For the data below, restate word for word only the lines from the line containing "Target: wooden post in water" through the line containing "point: truck mudflap", both ends included.

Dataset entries
== Segment start ==
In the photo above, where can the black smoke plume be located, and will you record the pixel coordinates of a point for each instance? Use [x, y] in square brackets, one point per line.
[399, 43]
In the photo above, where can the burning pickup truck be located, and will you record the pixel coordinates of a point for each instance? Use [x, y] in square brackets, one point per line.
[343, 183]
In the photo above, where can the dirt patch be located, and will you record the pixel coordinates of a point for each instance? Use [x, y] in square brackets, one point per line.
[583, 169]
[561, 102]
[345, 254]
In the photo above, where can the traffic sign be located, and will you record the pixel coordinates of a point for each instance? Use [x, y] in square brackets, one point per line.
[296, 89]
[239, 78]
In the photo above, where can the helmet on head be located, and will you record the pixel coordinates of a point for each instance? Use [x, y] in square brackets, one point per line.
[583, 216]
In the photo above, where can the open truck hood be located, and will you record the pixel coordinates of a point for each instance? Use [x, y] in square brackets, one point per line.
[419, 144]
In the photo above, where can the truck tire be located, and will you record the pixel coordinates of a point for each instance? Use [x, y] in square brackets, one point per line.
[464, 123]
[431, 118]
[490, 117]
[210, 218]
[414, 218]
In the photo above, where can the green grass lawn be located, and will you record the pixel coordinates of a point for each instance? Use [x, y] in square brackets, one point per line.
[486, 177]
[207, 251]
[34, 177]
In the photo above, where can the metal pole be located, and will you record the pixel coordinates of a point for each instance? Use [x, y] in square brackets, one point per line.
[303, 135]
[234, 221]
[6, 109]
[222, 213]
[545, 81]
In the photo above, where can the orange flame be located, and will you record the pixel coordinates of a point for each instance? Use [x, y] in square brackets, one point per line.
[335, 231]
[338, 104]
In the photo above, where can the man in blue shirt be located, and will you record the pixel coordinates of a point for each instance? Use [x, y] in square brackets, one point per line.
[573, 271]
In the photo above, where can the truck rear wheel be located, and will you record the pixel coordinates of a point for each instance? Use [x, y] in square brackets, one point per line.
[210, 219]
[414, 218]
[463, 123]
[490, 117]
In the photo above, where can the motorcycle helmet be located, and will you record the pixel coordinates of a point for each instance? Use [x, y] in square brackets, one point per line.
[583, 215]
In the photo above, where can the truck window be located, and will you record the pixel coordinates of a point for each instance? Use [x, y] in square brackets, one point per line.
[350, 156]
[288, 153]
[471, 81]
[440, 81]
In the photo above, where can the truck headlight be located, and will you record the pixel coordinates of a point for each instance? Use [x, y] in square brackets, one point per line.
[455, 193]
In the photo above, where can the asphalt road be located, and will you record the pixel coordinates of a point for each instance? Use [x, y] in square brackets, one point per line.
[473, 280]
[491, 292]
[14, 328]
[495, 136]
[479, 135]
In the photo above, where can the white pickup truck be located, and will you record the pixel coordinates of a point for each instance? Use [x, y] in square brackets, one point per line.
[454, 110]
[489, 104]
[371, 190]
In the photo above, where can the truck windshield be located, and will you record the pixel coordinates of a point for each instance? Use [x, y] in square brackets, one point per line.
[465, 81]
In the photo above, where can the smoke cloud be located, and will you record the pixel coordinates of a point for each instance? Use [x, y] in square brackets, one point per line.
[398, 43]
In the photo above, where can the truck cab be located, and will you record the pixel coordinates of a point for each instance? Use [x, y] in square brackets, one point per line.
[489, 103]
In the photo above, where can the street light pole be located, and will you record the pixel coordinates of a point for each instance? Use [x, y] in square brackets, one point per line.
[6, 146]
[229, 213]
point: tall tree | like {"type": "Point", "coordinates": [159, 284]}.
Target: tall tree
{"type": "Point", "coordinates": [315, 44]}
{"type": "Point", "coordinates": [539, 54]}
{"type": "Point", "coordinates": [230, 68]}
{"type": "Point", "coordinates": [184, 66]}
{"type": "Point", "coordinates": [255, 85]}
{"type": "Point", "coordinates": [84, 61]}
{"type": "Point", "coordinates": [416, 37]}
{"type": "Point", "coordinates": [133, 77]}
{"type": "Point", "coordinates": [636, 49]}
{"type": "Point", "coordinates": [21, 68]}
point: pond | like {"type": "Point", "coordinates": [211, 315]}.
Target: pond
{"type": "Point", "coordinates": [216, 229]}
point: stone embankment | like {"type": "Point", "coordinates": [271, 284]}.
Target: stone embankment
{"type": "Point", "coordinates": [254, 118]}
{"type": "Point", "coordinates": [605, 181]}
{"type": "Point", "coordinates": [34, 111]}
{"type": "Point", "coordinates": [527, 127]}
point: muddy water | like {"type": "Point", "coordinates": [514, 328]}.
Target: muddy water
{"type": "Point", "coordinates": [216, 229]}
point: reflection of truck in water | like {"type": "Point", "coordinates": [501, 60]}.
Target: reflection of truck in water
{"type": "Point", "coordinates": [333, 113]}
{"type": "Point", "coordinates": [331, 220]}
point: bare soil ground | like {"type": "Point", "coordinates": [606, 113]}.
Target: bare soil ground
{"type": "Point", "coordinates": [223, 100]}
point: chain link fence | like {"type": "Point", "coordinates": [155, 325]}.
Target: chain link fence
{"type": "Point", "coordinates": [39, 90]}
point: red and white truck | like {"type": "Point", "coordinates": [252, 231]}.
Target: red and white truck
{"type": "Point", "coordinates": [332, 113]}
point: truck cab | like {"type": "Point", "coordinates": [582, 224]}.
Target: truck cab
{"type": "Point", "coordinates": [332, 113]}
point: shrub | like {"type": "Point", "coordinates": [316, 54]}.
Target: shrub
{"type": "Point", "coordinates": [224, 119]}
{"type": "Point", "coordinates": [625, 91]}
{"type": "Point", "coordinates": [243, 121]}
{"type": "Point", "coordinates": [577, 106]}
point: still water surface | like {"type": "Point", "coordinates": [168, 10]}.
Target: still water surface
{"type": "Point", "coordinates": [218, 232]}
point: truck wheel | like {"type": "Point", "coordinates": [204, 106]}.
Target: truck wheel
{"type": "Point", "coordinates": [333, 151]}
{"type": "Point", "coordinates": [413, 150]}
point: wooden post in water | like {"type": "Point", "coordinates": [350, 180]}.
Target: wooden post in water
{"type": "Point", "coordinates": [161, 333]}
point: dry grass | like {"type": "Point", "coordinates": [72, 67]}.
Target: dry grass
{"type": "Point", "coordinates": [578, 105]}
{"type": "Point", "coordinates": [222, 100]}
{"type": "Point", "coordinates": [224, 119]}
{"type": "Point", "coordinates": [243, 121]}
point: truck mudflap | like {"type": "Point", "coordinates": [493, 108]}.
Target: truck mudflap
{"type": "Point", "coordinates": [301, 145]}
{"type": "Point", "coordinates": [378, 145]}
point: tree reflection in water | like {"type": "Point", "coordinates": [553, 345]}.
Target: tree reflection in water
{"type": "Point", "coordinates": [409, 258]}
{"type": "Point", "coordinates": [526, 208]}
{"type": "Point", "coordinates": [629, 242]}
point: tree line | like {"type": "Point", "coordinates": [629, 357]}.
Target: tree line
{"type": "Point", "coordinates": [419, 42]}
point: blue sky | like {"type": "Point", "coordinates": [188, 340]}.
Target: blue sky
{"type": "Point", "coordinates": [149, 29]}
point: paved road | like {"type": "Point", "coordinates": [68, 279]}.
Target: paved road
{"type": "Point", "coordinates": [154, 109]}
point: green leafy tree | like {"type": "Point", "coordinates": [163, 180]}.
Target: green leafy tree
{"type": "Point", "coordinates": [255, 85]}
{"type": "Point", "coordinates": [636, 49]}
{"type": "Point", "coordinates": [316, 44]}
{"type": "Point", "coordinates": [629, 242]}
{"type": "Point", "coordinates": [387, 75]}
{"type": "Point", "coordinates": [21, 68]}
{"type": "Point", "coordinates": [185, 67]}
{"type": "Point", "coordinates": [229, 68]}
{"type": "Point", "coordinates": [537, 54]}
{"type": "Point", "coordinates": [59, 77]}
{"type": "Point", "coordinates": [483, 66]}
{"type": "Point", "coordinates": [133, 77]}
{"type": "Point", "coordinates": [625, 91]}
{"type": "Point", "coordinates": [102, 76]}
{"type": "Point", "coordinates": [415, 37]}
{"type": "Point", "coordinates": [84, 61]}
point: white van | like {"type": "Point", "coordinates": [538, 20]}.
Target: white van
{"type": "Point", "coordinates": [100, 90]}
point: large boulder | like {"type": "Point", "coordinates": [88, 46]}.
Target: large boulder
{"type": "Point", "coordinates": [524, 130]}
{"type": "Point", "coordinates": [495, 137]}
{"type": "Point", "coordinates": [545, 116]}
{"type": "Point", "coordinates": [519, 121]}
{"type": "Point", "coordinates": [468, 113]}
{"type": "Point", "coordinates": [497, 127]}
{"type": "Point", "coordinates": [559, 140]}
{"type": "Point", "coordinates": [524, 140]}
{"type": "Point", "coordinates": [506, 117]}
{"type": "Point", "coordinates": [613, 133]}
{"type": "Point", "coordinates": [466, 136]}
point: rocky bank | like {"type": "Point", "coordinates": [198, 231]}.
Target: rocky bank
== Segment end ==
Written answer:
Target: wooden post in water
{"type": "Point", "coordinates": [161, 333]}
point: dry grass | like {"type": "Point", "coordinates": [72, 67]}.
Target: dry grass
{"type": "Point", "coordinates": [578, 105]}
{"type": "Point", "coordinates": [222, 100]}
{"type": "Point", "coordinates": [224, 119]}
{"type": "Point", "coordinates": [243, 121]}
point: truck mudflap | like {"type": "Point", "coordinates": [493, 108]}.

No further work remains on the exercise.